## begin Data shown
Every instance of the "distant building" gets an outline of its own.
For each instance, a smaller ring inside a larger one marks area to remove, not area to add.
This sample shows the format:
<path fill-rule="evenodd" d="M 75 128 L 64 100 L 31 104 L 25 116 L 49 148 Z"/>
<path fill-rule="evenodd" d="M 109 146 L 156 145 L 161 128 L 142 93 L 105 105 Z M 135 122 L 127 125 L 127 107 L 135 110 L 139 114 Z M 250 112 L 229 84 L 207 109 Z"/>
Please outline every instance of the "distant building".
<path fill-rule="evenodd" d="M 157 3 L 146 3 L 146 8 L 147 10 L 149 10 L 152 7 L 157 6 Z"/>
## end Data shown
#### Exercise description:
Print every one of the lines above verbatim, without changing any character.

#### Answer in full:
Every instance of the "distant building" gets an outline of its own.
For each instance, a smaller ring inside a larger one marks area to remove, not area to add.
This sample shows the format:
<path fill-rule="evenodd" d="M 75 128 L 64 100 L 31 104 L 25 116 L 49 148 Z"/>
<path fill-rule="evenodd" d="M 109 146 L 156 145 L 161 128 L 142 93 L 105 105 Z M 135 122 L 127 125 L 127 107 L 135 110 L 139 114 Z M 250 112 L 229 84 L 207 109 Z"/>
Please outline every instance of the "distant building".
<path fill-rule="evenodd" d="M 157 3 L 146 3 L 146 8 L 147 10 L 149 10 L 152 7 L 157 6 Z"/>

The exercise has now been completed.